Task instructions: Count the lines in the material below that contain the string "distressed", with a case-sensitive match. Reply with the number alone.

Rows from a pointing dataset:
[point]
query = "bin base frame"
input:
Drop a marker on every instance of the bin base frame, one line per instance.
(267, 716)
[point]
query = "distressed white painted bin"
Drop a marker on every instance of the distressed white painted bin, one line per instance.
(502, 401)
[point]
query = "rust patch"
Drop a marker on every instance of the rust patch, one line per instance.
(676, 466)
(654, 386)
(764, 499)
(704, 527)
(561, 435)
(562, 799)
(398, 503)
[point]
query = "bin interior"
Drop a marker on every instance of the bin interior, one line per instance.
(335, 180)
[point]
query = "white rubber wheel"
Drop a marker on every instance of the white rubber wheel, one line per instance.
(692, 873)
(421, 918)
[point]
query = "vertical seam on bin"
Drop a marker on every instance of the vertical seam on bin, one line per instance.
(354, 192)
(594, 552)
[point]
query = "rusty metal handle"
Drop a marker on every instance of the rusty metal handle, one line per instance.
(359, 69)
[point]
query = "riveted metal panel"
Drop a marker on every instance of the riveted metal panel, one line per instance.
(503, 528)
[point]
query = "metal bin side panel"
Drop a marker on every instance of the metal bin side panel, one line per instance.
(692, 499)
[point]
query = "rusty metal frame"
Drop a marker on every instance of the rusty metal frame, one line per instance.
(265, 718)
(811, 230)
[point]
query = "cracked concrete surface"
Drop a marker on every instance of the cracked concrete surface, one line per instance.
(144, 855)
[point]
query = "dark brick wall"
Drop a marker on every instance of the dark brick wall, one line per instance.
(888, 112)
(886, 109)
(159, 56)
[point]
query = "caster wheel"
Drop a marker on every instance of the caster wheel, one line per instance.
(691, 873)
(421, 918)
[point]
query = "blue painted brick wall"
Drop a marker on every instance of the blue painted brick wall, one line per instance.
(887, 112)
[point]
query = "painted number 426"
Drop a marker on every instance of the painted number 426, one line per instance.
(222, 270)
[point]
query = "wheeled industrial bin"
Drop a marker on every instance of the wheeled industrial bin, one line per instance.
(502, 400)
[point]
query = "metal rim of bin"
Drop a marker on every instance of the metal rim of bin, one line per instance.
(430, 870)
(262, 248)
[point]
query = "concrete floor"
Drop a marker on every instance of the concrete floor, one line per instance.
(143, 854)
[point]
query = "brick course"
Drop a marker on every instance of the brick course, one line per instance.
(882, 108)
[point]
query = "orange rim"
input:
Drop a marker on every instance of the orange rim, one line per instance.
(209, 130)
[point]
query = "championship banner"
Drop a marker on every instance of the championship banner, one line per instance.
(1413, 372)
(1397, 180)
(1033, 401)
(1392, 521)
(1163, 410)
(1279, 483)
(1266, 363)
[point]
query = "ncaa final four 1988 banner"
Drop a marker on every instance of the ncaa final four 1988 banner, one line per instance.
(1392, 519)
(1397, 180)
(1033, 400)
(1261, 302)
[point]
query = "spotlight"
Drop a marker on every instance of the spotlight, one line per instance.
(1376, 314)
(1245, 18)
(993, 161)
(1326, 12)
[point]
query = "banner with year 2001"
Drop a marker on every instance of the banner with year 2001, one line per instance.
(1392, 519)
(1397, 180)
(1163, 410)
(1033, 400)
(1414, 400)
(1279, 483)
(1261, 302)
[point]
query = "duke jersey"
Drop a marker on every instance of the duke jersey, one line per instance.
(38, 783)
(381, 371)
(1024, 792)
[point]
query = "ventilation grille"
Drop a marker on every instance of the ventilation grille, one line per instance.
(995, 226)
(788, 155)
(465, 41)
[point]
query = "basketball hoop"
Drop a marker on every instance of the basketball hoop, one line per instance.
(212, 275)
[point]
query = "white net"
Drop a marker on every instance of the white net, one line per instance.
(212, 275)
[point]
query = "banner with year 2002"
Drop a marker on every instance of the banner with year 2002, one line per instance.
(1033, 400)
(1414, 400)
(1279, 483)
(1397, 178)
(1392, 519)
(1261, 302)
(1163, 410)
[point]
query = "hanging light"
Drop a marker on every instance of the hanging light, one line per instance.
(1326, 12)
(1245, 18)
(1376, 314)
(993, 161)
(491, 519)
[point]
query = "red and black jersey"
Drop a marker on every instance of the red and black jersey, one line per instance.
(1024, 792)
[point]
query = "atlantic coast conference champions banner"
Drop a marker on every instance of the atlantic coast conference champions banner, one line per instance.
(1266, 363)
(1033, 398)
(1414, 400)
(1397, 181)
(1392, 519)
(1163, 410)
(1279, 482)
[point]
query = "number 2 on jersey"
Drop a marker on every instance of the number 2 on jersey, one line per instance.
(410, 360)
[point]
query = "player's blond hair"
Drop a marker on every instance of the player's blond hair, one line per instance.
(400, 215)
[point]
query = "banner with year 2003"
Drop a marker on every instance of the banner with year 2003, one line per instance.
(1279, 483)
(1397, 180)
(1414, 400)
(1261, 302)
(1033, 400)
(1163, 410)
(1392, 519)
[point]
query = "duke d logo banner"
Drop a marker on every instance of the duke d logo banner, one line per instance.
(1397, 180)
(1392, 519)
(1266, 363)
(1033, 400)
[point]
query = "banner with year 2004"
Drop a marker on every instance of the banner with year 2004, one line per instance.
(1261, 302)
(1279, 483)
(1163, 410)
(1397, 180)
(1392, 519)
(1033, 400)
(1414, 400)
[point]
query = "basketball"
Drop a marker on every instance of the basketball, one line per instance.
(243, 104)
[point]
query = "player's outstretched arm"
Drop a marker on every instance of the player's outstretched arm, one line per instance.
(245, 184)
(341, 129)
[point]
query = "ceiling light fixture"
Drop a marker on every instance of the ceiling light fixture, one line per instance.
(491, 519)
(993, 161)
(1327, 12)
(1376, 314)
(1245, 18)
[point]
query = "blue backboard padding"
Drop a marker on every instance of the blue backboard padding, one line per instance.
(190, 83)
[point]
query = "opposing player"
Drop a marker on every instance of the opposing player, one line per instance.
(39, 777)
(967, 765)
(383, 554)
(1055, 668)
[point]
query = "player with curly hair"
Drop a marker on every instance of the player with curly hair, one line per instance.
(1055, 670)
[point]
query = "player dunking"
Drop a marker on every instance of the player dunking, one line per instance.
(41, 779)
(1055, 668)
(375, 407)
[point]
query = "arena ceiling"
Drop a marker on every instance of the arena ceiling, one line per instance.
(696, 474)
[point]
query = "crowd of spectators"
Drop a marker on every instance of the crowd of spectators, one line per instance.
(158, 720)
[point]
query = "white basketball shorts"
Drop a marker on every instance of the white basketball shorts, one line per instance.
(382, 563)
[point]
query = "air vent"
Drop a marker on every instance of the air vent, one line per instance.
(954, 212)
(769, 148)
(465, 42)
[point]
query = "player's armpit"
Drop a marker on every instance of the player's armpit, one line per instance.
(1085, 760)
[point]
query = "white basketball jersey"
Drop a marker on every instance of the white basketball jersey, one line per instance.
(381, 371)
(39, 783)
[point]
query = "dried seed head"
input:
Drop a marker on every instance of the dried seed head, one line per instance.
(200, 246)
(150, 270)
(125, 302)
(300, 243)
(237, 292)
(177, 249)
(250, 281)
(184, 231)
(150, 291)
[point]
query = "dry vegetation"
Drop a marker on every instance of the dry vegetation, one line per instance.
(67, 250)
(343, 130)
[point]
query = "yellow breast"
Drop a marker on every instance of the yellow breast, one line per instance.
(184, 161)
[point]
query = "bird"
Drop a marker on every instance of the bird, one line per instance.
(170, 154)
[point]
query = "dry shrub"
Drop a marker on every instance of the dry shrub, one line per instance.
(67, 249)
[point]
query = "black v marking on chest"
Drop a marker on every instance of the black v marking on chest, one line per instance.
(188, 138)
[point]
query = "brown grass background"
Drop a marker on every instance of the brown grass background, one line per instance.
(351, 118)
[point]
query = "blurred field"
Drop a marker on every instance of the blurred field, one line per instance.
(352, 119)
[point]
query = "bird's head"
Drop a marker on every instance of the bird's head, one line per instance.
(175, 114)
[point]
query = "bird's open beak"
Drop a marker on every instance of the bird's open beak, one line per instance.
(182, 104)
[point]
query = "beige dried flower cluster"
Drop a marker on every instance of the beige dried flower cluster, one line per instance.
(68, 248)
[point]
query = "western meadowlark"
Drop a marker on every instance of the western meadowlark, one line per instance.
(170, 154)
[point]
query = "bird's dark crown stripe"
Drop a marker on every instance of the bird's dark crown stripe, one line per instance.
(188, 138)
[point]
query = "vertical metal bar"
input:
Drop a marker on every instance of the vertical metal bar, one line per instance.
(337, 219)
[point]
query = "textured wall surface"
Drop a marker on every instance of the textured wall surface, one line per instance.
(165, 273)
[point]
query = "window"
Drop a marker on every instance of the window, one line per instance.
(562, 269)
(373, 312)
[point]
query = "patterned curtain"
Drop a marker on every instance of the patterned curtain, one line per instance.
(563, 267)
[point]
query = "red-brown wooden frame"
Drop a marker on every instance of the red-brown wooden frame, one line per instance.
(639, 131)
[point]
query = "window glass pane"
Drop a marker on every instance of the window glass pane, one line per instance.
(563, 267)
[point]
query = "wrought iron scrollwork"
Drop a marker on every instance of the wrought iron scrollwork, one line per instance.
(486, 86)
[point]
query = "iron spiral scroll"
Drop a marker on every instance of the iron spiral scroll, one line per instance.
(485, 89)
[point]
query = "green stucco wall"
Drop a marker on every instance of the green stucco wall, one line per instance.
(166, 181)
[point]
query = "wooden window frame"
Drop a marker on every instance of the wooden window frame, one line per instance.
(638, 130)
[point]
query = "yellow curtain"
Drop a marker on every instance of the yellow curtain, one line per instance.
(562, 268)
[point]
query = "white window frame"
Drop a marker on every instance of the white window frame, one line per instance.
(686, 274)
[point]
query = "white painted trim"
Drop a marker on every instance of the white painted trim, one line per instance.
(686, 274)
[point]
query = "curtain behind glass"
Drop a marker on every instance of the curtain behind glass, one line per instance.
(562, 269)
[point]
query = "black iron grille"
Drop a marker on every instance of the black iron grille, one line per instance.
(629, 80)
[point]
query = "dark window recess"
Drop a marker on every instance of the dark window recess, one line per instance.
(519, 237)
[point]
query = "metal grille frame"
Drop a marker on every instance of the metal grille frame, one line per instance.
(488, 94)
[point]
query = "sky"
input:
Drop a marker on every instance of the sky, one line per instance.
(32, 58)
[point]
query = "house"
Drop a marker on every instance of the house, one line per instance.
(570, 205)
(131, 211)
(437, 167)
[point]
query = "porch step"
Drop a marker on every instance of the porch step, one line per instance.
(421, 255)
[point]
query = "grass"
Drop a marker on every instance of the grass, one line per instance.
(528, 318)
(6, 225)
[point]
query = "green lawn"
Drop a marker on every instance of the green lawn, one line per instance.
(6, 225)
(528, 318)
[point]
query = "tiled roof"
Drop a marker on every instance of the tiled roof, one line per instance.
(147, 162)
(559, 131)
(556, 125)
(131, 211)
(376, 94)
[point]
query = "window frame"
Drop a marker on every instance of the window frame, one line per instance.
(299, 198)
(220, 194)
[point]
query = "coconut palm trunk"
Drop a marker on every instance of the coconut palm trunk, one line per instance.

Written solution: 2